Extract »
++++++++

Across the country, the move toward sustainability has people eager for new and creative ways to try their hand at vegetable gardening. Perfect for those who live in urban areas, have small properties or very little time, the concept of ‘square foot’ or ‘postage stamp’ gardening is skyrocketing in popularity. Whether prompted by a desire for the freshest or most local of foods, more and more people are harvesting dinner from their own vegetable gardens.
The roots of the ‘intensive,’ or ‘postage stamp’ gardening concept are believed to date back to France in the 1890s. Another similar approach is ‘square foot gardening,’ a concept devised by Mel Bartholomew in 1981. Both methods promote the dense planting of fruits and vegetables in small spaces with highly fertile soil.
The premise is that by keeping it simple and condensed, growing tantalizing fresh fruits and vegetables becomes much more manageable.
Regardless of which approach you use as your guide, the first step to building a small space garden is finding a suitable spot that will provide enough sun for healthy veggies. Most require at least six hours of direct sunlight. Some tender, cool weather plants, like lettuce or peas, may like a little bit of late afternoon protection from our blazing sun, but in general, find a sunny spot for your garden.
Typically made using raised beds, this style of gardening provides easy access for the gardener to harvest, prune and replant vegetables. Postage stamp gardening allows for a myriad of condensed layouts designed to fit your needs; the square foot plan involves use of 4’ x 4’ grids divided into 1’ x 1’ squares for planting.
One way to help create the best spot for your plants is to place taller vegetables on the north end of the garden and plant the others in descending order of size as you reach the other end. This will prevent taller plants from shading out the other veggies in the bed. Or, if you have some more heat sensitive plants, you can use the taller plants to provide shade for them.
Designed to produce a high-yield and diverse set of crops in a small space, begin with a nutrient-rich soil to kick-start your plants. The idea is to encourage heavy production of plants in a small space using highly fertile blended soils. This is no easy feat here in Central Texas.

++++++++

Supplied material »

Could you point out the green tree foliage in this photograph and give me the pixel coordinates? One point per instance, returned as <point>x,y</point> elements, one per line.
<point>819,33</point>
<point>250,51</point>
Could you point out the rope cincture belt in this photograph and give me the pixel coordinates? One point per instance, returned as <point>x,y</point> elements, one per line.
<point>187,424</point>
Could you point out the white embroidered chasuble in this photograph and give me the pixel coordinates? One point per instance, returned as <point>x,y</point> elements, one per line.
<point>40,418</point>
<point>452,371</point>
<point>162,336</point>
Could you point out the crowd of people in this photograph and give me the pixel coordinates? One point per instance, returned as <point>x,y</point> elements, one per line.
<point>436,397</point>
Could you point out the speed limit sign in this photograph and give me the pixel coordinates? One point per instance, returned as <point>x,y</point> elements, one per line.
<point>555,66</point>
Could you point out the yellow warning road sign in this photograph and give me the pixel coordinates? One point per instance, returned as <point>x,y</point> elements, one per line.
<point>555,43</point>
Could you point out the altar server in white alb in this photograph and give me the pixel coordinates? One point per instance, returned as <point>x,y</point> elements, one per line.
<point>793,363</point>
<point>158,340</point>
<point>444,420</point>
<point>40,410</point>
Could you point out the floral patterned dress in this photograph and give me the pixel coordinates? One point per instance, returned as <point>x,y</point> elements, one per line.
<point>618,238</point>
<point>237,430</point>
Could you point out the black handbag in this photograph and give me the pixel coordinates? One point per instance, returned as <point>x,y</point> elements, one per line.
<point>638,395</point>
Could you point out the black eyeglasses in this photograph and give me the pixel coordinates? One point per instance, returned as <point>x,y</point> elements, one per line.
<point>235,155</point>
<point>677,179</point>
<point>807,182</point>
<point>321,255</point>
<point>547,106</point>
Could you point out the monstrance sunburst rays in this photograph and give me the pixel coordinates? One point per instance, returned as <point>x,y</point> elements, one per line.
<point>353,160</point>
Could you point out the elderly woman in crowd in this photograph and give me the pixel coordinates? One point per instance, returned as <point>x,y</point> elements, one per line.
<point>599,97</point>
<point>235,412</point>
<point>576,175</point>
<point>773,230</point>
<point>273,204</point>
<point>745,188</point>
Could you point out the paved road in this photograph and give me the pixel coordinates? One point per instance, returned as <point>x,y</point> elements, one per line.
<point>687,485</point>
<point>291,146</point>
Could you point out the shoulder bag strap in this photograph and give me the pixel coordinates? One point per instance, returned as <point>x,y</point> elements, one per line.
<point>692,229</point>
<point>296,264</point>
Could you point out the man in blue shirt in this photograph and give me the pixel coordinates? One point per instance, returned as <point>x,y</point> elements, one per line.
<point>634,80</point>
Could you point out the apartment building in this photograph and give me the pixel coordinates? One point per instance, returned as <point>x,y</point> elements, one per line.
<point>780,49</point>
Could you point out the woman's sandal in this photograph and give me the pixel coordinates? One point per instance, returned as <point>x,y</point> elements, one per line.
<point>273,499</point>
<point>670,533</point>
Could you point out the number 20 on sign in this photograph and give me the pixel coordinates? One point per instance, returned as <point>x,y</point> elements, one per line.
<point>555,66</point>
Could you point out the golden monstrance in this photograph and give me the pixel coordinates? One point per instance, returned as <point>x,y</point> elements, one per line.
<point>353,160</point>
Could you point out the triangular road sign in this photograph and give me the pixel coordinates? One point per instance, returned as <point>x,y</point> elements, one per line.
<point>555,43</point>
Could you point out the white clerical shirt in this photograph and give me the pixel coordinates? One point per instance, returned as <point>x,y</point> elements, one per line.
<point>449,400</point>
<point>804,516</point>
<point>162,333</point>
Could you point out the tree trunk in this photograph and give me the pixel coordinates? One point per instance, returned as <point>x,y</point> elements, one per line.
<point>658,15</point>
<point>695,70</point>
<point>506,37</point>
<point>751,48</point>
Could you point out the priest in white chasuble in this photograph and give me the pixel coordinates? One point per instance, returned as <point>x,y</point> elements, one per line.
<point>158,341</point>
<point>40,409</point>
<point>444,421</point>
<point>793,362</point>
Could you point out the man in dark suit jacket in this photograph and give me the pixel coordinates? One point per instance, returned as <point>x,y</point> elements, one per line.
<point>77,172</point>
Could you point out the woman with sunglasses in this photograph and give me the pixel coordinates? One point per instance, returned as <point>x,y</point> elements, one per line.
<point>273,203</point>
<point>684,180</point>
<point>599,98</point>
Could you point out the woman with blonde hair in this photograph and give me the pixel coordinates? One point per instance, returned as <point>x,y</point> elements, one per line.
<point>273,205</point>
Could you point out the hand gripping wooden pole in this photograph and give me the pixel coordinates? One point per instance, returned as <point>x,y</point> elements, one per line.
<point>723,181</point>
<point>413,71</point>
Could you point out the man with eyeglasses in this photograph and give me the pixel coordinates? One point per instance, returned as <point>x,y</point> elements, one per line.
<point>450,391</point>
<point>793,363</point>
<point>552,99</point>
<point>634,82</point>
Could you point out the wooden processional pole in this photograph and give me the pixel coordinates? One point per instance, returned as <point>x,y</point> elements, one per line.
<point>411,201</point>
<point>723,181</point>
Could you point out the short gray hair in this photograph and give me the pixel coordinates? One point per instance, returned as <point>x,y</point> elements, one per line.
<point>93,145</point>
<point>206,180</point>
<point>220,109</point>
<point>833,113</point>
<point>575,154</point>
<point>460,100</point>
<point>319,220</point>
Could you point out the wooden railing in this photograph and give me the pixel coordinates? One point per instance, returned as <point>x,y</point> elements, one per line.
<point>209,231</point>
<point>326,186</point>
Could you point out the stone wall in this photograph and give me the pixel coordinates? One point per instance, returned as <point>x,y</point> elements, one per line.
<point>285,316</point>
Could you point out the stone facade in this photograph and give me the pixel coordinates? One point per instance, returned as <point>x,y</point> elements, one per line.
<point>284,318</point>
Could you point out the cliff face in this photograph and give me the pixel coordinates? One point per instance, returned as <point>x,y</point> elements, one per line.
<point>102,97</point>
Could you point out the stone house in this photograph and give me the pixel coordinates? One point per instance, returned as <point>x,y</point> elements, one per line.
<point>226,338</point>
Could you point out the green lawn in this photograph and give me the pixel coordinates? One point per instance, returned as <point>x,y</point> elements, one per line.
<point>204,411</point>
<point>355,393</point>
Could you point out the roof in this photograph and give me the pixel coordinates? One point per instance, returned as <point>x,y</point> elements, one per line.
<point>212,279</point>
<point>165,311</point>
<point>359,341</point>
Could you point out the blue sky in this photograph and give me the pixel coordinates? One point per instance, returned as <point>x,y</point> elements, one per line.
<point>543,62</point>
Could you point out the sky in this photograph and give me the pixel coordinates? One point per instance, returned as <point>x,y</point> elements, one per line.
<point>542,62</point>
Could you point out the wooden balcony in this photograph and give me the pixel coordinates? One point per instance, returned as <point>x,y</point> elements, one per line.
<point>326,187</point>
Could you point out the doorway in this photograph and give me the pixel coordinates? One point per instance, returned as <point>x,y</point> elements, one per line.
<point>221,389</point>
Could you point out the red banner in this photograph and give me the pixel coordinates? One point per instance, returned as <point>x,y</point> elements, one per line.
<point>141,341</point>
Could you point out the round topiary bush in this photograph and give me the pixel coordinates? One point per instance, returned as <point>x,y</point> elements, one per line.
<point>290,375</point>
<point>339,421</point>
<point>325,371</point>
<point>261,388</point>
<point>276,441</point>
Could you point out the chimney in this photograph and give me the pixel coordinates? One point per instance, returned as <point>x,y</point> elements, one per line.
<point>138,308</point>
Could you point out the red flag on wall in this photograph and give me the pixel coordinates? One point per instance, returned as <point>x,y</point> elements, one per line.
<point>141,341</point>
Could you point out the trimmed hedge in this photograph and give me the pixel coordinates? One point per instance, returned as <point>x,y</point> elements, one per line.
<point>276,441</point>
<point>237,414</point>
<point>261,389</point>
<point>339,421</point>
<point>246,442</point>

++++++++

Exercise details »
Translate this sentence from the small-space gardening article into Spanish: "Both methods promote the dense planting of fruits and vegetables in small spaces with highly fertile soil." The listing is separate material and is not part of the small-space gardening article.

Expected answer »
Ambos métodos promueven la siembra densa de frutas y verduras en espacios pequeños con un suelo muy fértil.